------ Selected text ------

[MUSIC PLAYING] You may have heard how Hercules slew the hydra in Greek mythology.

It turns out, you don't need to be a mythical hero to defeat this rapidly regenerating monster.

Just a mathematician.

In this challenge you, like Hercules, are facing off against a frightening beast, but your hydra is even scarier.

Instead of regrowing two heads for every one that gets chopped off, this hydra regrows entire sections of its body.

For starters, this mathematical hydra is not just a bunch of heads attached to a single body.

It can have heads attached to its heads.

So you might encounter a hydra that looks like this, or this, or this.

Now, you can only cut off a head that doesn't have any other heads growing out of it.

So for this hydra, there are five options.

For the sake of example, I'll just try to defeat this hydra.

For the first move, I'll chop off this head, the one attached to the body.

In that case, nothing happens.

Nothing regrows, and the hydra is one step closer to defeat.

------ Collected data ------

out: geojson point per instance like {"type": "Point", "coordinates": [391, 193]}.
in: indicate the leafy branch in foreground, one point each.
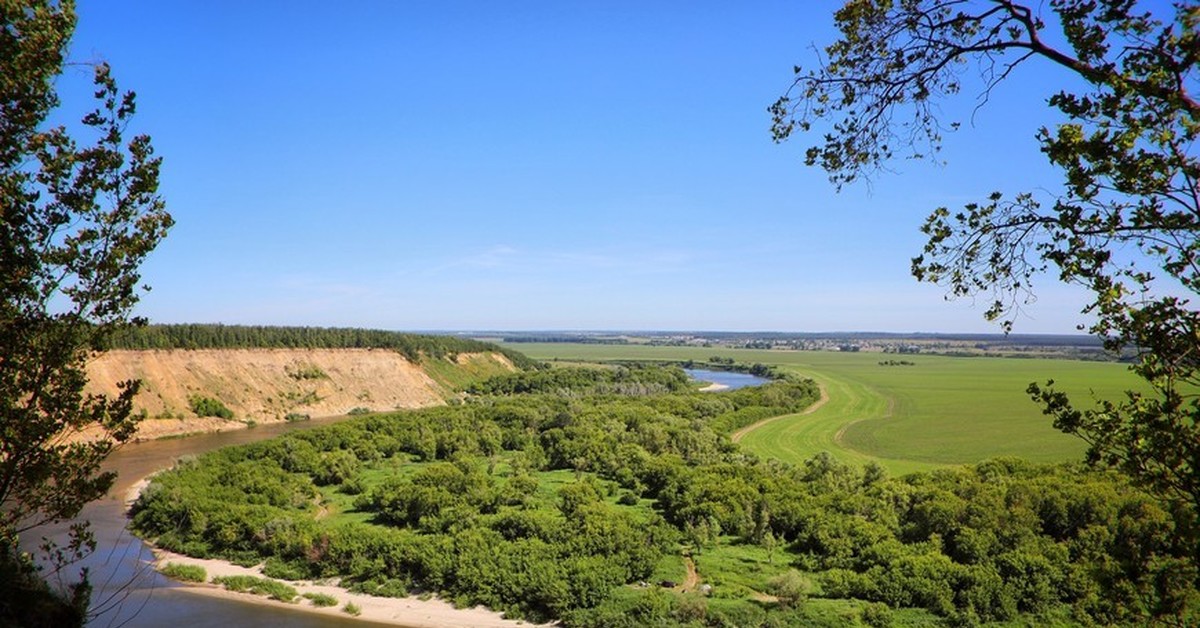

------

__Directions for this task__: Copy out the full hydra transcript above, word for word. None of the material is needed here.

__Output below__:
[MUSIC PLAYING] You may have heard how Hercules slew the hydra in Greek mythology.

It turns out, you don't need to be a mythical hero to defeat this rapidly regenerating monster.

Just a mathematician.

In this challenge you, like Hercules, are facing off against a frightening beast, but your hydra is even scarier.

Instead of regrowing two heads for every one that gets chopped off, this hydra regrows entire sections of its body.

For starters, this mathematical hydra is not just a bunch of heads attached to a single body.

It can have heads attached to its heads.

So you might encounter a hydra that looks like this, or this, or this.

Now, you can only cut off a head that doesn't have any other heads growing out of it.

So for this hydra, there are five options.

For the sake of example, I'll just try to defeat this hydra.

For the first move, I'll chop off this head, the one attached to the body.

In that case, nothing happens.

Nothing regrows, and the hydra is one step closer to defeat.